## BEGIN SOURCE DOCUMENT
I should probably mention that I got a new job a few months back, working at the camera store on Transit Ave. There are two locations, and the Delaware store is the bigger one, but the Transit one has the online sales office in the back, so we actually have more stock. But if you go to one or the other we send stuff back and forth all the time. Black and white film gets developed at Delaware. Color 120 film comes over to Transit. Any prints larger than 8x12 go to Delaware. Slide film actually gets sent all the way to Philadelphia.
Oh yes-- the chain is no longer locally owned. Used to be one family that owned allll the stores. Well, a number of factors contributed, but largely, as I found out today, there was a tragedy in the family-- I believe the daughter that was to inherit died young or something awful-- and they sold the chain instead.
They sold it to another independent family-owned chain down in Philly, and so now we *sort of* have corporate overlords. But not really. The district manager, who has been in place for about fifteen years, runs the place in the way that seems best to him, and our two little stores make a reasonable living. His philosophy is openly that his employees are his most important asset, which is kind of nice. The pay is negligible, but there are no stupid rules, there's no stupid dress code, and what's most awesome is that if a customer is being unreasonable, the management will totally back you up. You just have to be reasonable yourself.
## END SOURCE DOCUMENT
## BEGIN DATA ENTRIES
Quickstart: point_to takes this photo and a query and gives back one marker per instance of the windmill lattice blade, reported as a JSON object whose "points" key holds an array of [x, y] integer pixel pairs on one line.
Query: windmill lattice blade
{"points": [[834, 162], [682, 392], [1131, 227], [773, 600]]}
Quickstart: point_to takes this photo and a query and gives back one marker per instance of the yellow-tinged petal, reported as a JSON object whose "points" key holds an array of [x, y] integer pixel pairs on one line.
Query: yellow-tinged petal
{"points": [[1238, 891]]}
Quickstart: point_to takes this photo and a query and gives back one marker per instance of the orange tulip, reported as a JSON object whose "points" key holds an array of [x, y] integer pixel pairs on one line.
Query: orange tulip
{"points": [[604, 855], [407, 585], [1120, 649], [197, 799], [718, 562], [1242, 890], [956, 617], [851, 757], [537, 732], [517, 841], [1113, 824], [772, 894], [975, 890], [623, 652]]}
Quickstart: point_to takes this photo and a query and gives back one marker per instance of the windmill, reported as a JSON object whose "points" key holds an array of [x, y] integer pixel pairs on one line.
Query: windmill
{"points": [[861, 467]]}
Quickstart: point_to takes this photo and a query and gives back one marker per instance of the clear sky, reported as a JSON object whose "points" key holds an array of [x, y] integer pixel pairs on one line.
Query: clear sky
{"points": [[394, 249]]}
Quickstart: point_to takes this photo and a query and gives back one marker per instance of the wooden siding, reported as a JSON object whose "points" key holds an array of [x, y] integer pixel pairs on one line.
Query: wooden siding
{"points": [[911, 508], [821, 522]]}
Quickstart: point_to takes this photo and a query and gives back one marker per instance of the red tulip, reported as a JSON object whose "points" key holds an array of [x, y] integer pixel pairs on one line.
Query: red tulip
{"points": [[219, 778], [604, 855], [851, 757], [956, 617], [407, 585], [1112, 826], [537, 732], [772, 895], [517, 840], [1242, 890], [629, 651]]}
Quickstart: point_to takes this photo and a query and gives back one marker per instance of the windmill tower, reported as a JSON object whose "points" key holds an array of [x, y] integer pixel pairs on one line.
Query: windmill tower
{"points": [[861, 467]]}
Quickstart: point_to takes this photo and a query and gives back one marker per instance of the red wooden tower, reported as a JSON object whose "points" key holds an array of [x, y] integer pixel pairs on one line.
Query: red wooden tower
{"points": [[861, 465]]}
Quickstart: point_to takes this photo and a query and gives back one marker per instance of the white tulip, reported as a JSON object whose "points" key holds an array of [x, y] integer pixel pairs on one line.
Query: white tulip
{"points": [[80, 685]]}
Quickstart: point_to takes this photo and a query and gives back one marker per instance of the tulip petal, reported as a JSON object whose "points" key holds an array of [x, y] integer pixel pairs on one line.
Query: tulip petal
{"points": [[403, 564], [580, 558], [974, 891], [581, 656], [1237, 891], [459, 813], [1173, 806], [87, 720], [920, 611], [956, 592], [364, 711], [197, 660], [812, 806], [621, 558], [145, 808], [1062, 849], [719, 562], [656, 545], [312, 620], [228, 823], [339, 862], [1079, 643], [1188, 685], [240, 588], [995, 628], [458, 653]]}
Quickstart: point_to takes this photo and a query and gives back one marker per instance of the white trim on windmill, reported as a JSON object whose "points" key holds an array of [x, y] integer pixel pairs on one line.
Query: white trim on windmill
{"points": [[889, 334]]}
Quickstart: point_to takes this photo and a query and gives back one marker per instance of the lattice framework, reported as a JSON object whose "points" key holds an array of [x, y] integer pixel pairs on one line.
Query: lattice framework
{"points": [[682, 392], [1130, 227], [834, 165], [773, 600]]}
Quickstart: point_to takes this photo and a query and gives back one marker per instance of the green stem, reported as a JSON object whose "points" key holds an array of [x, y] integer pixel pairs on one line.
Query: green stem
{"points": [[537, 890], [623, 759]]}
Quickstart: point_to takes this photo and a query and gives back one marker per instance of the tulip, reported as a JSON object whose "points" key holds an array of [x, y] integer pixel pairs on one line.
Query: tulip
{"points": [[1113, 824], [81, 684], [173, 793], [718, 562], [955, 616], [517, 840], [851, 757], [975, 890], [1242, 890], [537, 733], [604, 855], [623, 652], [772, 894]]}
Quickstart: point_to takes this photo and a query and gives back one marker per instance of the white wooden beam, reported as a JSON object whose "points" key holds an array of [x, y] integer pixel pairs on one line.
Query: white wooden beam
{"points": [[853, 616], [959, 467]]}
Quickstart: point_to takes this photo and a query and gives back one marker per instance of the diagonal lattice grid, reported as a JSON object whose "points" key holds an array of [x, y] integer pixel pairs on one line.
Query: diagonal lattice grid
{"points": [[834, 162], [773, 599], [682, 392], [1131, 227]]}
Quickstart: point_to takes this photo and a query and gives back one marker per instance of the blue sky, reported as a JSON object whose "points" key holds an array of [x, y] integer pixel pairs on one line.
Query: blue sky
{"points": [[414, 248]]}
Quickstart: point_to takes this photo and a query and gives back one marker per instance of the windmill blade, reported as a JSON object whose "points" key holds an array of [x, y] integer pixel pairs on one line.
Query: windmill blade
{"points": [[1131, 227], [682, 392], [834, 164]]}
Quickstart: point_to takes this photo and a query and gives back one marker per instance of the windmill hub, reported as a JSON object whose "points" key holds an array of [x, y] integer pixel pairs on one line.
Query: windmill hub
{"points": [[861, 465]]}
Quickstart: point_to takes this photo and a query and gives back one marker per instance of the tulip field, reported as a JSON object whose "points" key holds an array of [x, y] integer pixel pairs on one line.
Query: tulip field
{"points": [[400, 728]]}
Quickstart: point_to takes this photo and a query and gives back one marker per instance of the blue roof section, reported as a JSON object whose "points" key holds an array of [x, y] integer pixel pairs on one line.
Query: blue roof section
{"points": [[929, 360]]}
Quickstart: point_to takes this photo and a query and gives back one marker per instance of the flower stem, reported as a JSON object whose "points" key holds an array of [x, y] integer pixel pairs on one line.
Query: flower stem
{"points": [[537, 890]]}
## END DATA ENTRIES
[BRIEF 1]: In the camera store text, how long has the district manager been in place?
[BRIEF 2]: List every type of film or print that the camera store text assigns to a specific location, along with the destination given for each.
[BRIEF 3]: Reproduce the passage from the camera store text verbatim, starting at "I should probably" and ending at "way to Philadelphia.".

[ANSWER 1]: About fifteen years.

[ANSWER 2]:
- Black and white film: Delaware
- Color 120 film: Transit
- Prints larger than 8x12: Delaware
- Slide film: Philadelphia

[ANSWER 3]:
I should probably mention that I got a new job a few months back, working at the camera store on Transit Ave. There are two locations, and the Delaware store is the bigger one, but the Transit one has the online sales office in the back, so we actually have more stock. But if you go to one or the other we send stuff back and forth all the time. Black and white film gets developed at Delaware. Color 120 film comes over to Transit. Any prints larger than 8x12 go to Delaware. Slide film actually gets sent all the way to Philadelphia.